* Start Supplied text *

Filler Words in IELTS Speaking: Which Ones to Use and Avoid

Here's something I hear from students constantly: "I know what I want to say, but I use 'um' and 'like' so much that I probably sound unprepared." Then they panic that they've tanked their Fluency score.

Let me be blunt. You're not alone, and it's not quite as catastrophic as you think. But there's a real difference between acceptable hesitation and filler-word abuse, and if you don't understand that difference, you're leaving band points on the table.

In my 12 years of teaching IELTS, I've watched students swing between two extremes. Some cram their speech with so many fillers that examiners can barely follow them. Others become so terrified of hesitating that they sound robotic, which tanks their naturalness score anyway. The sweet spot is much narrower than you'd expect.

What Do IELTS Examiners Listen For When Assessing Speaking?

* End Supplied text *

[Written request] According to the article on filler words in IELTS Speaking, how many years has the writer been teaching IELTS?

* Start Extracted entries *

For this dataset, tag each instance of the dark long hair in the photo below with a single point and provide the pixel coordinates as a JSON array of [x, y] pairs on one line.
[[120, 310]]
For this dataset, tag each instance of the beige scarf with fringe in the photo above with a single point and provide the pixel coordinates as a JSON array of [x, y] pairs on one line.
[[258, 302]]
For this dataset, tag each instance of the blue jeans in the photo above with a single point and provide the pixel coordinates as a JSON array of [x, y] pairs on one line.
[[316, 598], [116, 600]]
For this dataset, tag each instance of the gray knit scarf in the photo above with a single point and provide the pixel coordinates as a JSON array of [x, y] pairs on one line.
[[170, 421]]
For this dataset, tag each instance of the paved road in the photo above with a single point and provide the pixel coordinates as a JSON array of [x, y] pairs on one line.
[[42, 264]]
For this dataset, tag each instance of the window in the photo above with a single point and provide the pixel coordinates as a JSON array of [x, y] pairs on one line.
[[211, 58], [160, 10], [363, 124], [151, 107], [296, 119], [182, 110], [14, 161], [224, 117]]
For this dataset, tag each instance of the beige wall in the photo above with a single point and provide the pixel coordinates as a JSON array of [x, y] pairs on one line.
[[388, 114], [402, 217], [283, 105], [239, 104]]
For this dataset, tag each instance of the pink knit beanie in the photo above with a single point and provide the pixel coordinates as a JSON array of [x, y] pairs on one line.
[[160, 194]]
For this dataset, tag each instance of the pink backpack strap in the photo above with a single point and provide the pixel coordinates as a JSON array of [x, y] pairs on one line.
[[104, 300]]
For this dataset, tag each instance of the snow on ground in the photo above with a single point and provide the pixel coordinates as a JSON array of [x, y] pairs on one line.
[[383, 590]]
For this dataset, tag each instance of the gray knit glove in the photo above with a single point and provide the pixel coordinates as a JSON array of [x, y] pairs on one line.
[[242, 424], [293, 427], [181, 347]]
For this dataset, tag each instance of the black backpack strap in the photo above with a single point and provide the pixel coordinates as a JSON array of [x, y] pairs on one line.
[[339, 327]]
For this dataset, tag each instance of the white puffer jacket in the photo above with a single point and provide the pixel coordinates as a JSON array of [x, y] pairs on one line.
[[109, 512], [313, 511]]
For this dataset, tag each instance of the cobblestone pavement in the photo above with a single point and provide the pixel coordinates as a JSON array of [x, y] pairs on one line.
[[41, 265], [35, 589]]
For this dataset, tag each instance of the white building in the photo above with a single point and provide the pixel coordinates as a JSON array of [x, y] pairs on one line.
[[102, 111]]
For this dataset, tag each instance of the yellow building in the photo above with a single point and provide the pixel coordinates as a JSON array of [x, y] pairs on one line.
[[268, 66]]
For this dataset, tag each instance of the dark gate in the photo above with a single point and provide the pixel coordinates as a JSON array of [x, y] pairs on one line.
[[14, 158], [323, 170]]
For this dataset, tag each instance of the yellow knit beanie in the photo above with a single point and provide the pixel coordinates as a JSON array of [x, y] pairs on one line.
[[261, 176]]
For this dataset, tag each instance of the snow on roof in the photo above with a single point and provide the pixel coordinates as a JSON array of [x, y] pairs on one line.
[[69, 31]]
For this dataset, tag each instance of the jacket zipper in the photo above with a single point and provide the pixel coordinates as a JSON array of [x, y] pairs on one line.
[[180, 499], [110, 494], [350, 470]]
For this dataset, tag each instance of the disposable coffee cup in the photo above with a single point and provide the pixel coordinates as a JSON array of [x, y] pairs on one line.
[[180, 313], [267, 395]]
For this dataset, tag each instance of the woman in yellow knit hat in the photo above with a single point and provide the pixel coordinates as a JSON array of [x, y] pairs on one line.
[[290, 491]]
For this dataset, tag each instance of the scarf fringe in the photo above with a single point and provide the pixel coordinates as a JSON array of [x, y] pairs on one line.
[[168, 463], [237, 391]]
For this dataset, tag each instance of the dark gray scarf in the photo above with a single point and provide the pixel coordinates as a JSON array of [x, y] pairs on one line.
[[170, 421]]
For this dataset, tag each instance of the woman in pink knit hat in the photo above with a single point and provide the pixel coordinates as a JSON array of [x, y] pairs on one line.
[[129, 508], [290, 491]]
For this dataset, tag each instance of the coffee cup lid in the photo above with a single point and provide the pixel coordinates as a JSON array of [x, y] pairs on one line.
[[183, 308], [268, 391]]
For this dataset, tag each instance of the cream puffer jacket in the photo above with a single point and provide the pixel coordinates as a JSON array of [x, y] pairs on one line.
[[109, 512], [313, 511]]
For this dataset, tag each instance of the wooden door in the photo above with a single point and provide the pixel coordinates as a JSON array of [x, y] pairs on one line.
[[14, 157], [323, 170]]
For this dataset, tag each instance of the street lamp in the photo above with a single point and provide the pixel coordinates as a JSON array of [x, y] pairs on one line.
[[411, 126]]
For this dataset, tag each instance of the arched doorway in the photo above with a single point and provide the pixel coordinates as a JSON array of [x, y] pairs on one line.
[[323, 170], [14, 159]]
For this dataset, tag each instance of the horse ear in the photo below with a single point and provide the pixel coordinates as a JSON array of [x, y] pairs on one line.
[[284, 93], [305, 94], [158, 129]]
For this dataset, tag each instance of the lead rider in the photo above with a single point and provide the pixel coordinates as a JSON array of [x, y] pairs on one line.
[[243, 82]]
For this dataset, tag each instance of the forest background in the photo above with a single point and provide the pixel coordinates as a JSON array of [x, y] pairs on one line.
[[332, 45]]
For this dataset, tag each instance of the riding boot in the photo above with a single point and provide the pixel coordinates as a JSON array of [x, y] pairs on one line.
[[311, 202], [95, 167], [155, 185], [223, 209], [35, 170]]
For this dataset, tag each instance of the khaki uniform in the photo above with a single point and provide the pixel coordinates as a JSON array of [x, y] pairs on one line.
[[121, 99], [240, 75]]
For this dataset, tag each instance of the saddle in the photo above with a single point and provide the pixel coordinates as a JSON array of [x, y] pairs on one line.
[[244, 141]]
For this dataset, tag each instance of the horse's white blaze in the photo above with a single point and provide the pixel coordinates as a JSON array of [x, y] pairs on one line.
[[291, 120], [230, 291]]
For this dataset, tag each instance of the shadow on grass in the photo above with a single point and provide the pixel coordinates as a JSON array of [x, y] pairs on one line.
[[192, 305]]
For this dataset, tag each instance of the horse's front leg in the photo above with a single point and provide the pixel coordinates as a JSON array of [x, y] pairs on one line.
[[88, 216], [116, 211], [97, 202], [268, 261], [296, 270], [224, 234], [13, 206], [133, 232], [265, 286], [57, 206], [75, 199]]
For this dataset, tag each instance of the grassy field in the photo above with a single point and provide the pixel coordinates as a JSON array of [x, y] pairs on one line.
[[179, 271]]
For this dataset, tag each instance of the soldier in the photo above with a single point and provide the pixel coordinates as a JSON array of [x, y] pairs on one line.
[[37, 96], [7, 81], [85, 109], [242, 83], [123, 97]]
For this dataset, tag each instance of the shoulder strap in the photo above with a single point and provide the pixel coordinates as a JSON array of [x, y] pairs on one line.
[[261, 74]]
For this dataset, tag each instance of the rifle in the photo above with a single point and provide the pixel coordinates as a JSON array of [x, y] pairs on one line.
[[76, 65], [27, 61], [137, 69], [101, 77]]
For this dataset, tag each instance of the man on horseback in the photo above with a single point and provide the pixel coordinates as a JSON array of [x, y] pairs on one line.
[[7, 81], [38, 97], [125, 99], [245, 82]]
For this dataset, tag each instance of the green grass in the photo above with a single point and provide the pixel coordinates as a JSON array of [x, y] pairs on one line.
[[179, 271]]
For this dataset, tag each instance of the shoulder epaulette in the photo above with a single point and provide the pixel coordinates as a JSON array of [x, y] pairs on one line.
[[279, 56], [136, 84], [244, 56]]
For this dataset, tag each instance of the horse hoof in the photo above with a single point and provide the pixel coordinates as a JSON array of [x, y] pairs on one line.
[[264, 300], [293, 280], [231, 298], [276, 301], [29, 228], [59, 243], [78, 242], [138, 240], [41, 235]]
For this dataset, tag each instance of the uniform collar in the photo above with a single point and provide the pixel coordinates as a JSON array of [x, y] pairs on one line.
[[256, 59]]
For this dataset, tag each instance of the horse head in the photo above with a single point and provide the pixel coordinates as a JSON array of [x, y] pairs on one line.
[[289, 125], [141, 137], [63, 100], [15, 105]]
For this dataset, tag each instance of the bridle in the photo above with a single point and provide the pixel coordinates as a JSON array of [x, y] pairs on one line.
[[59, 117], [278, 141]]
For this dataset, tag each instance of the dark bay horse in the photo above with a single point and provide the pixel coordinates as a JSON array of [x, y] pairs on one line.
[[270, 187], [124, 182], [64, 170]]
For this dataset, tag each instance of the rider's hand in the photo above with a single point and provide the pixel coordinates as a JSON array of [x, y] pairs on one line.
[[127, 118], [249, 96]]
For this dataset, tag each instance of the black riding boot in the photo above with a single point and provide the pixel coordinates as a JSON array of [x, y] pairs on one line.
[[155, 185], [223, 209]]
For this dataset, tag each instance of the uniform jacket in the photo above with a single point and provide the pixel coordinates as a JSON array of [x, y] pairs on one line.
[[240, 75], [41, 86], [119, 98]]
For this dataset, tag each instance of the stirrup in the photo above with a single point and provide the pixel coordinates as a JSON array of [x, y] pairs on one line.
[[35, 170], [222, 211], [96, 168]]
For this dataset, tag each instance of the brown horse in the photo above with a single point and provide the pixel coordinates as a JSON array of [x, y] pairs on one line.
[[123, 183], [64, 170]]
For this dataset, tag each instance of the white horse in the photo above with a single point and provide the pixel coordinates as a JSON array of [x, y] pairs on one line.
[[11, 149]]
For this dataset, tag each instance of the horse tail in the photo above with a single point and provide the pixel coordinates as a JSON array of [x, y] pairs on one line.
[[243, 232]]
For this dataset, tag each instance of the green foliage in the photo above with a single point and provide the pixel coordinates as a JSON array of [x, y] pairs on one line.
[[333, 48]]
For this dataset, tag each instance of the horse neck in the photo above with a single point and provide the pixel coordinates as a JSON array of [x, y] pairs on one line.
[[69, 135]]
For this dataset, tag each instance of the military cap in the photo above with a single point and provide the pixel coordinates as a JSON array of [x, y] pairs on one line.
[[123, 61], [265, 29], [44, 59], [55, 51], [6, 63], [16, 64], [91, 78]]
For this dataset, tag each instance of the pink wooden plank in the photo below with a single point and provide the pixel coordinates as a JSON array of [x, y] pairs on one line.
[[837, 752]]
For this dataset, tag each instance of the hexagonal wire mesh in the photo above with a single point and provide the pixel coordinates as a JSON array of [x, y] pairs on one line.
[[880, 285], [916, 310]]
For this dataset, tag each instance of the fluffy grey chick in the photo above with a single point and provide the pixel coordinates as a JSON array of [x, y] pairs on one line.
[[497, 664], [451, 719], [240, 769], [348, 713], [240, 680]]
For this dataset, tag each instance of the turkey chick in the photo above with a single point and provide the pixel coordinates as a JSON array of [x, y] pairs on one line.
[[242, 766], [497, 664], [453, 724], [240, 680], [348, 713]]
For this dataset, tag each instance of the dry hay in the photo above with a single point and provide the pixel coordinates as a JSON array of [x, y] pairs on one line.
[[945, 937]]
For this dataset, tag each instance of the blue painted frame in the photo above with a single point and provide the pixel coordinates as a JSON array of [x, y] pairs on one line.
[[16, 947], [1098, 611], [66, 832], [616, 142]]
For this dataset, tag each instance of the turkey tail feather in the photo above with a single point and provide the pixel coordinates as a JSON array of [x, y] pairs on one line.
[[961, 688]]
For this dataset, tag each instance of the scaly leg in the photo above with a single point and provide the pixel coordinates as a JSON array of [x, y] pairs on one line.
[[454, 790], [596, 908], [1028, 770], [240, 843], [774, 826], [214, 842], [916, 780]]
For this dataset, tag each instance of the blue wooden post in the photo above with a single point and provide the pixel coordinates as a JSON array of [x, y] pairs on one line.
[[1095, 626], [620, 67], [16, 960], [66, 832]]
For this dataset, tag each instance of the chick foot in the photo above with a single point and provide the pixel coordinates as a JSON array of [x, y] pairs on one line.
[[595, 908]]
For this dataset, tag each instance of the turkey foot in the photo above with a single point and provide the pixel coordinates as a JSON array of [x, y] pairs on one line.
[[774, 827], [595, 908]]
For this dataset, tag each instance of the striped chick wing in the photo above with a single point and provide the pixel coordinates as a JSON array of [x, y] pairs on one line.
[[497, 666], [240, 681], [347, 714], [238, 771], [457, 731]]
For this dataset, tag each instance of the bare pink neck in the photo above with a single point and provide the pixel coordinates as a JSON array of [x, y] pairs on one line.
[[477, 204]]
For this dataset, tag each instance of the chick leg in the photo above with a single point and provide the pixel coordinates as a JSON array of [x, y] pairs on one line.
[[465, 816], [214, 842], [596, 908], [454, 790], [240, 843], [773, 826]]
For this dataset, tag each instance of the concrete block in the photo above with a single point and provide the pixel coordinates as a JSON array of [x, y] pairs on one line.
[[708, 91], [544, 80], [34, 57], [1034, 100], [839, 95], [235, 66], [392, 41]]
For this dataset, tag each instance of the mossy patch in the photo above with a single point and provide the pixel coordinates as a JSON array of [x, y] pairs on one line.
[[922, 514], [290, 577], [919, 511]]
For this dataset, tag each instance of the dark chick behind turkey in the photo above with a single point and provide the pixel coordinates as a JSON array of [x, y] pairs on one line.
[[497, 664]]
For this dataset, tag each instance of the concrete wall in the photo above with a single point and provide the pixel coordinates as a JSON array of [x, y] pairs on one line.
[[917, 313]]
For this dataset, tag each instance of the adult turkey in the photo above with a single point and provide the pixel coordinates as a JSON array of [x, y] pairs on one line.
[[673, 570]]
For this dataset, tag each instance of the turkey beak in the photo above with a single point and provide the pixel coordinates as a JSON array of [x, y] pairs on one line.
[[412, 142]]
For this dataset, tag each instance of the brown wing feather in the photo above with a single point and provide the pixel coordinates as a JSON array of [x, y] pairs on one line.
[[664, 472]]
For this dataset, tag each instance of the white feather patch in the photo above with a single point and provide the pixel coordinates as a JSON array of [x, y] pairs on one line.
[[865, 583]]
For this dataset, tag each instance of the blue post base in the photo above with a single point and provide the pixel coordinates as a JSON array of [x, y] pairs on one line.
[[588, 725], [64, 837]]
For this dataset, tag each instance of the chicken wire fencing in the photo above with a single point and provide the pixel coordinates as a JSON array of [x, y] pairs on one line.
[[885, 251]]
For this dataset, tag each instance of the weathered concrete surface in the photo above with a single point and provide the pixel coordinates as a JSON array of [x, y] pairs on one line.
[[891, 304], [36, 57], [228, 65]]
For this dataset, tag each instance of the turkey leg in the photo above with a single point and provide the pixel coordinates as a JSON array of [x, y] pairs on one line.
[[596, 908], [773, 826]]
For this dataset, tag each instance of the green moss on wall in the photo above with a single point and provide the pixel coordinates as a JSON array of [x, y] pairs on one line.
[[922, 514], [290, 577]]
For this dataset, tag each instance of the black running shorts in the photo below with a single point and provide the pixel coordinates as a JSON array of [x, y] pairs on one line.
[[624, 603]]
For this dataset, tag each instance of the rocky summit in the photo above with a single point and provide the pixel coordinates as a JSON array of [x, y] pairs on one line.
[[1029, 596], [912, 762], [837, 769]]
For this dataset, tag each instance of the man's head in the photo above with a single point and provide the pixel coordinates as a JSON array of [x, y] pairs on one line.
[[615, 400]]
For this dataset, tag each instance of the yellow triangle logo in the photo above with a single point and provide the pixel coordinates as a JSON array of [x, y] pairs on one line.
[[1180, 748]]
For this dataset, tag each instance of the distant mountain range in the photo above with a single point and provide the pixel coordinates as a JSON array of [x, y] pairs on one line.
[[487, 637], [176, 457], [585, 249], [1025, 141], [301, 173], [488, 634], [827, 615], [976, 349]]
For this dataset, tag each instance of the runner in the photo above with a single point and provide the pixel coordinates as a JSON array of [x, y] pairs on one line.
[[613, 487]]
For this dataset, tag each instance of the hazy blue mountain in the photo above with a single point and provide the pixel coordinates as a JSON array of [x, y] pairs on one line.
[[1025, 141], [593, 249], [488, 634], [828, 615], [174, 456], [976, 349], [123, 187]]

* End Extracted entries *

[Task result] 12 years.